**Records of labeled points:**
[start]

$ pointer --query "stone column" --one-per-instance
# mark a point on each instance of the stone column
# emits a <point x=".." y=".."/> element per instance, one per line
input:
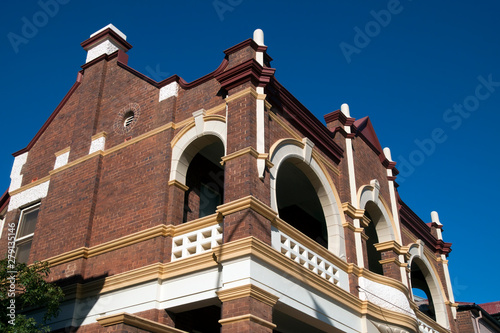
<point x="247" y="308"/>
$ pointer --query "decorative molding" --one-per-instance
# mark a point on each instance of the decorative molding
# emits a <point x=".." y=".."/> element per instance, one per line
<point x="247" y="317"/>
<point x="349" y="226"/>
<point x="161" y="230"/>
<point x="136" y="321"/>
<point x="391" y="260"/>
<point x="189" y="123"/>
<point x="248" y="202"/>
<point x="176" y="183"/>
<point x="429" y="322"/>
<point x="30" y="185"/>
<point x="98" y="136"/>
<point x="293" y="133"/>
<point x="298" y="236"/>
<point x="65" y="150"/>
<point x="247" y="91"/>
<point x="352" y="211"/>
<point x="389" y="245"/>
<point x="248" y="290"/>
<point x="248" y="150"/>
<point x="76" y="162"/>
<point x="322" y="160"/>
<point x="255" y="248"/>
<point x="365" y="221"/>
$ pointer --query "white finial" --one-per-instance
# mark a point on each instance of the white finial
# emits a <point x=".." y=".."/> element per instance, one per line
<point x="387" y="153"/>
<point x="258" y="37"/>
<point x="435" y="217"/>
<point x="344" y="108"/>
<point x="112" y="27"/>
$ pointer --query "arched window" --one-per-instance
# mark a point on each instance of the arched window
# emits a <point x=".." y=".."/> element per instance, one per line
<point x="298" y="202"/>
<point x="420" y="289"/>
<point x="426" y="289"/>
<point x="373" y="255"/>
<point x="204" y="178"/>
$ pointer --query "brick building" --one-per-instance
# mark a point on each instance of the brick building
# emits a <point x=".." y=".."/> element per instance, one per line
<point x="221" y="204"/>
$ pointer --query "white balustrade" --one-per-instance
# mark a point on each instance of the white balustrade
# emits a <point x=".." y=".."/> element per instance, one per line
<point x="424" y="328"/>
<point x="196" y="242"/>
<point x="307" y="258"/>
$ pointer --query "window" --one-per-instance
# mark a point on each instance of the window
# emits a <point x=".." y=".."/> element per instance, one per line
<point x="25" y="232"/>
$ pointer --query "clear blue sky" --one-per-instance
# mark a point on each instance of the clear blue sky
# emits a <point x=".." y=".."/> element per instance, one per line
<point x="422" y="70"/>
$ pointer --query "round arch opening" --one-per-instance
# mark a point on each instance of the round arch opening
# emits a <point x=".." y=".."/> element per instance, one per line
<point x="204" y="177"/>
<point x="298" y="201"/>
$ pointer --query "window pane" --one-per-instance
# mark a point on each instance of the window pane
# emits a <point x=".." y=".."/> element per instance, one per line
<point x="209" y="200"/>
<point x="28" y="223"/>
<point x="23" y="251"/>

[end]

Retype the whole listing, keeping every line identical and omitting all pictures.

$ pointer --query "stone column" --one-per-instance
# mark a point on each instance of the stone column
# emits a <point x=".." y=".."/> element per instance, one per line
input:
<point x="247" y="308"/>
$ pointer --query "decorative molding" --one-per-instance
# mark a point on each instance of the decorative molding
# emits a <point x=".." y=".."/> element per instance, one per line
<point x="247" y="317"/>
<point x="349" y="226"/>
<point x="161" y="230"/>
<point x="136" y="321"/>
<point x="391" y="260"/>
<point x="189" y="123"/>
<point x="248" y="202"/>
<point x="176" y="183"/>
<point x="429" y="322"/>
<point x="30" y="185"/>
<point x="98" y="136"/>
<point x="293" y="133"/>
<point x="298" y="236"/>
<point x="65" y="150"/>
<point x="247" y="91"/>
<point x="352" y="211"/>
<point x="389" y="245"/>
<point x="248" y="290"/>
<point x="248" y="150"/>
<point x="76" y="162"/>
<point x="322" y="160"/>
<point x="255" y="248"/>
<point x="365" y="221"/>
$ pointer --query "white finial" --one-per-instance
# mark a point on each instance of the white finial
# emits a <point x=".." y=".."/> element per instance, one per line
<point x="387" y="153"/>
<point x="258" y="37"/>
<point x="435" y="217"/>
<point x="344" y="108"/>
<point x="112" y="27"/>
$ pointer --query "arched window" --one-per-instance
# mark a point on each instance of the arched window
# emits a <point x=".." y=".."/> element per instance, one per line
<point x="298" y="202"/>
<point x="420" y="289"/>
<point x="426" y="289"/>
<point x="373" y="255"/>
<point x="204" y="178"/>
$ pointer --query "brick building" --one-per-instance
# mark a point on each instance of the brick building
# emits a <point x=".." y=".."/> element per instance, one per line
<point x="221" y="204"/>
$ pointer --query "white balustrade" --one-per-instance
# mark a point on each instance of the white balustrade
# emits a <point x=".." y=".."/> element per instance, one per line
<point x="424" y="328"/>
<point x="196" y="242"/>
<point x="307" y="258"/>
$ pointer --query "window" --one-per-instance
# mark a point on each instance of the window
# emits a <point x=".." y=".."/> element per instance, one per line
<point x="25" y="232"/>
$ pointer --query "clear blue sky" --one-per-instance
# mark a point on each instance of the clear blue sky
# emits a <point x=".." y=".."/> element per instance, one per line
<point x="422" y="70"/>
$ pointer --query "round arch opening" --one-per-instance
# mark a point on each instance of the round arch opening
# emits a <point x=".." y=".."/> element per instance, one per line
<point x="204" y="177"/>
<point x="298" y="201"/>
$ pointer --query "window pane" --one-per-instance
# mark a point on each instance of the window pane
# emits a <point x=".." y=".."/> element per instance, one per line
<point x="209" y="200"/>
<point x="28" y="223"/>
<point x="23" y="251"/>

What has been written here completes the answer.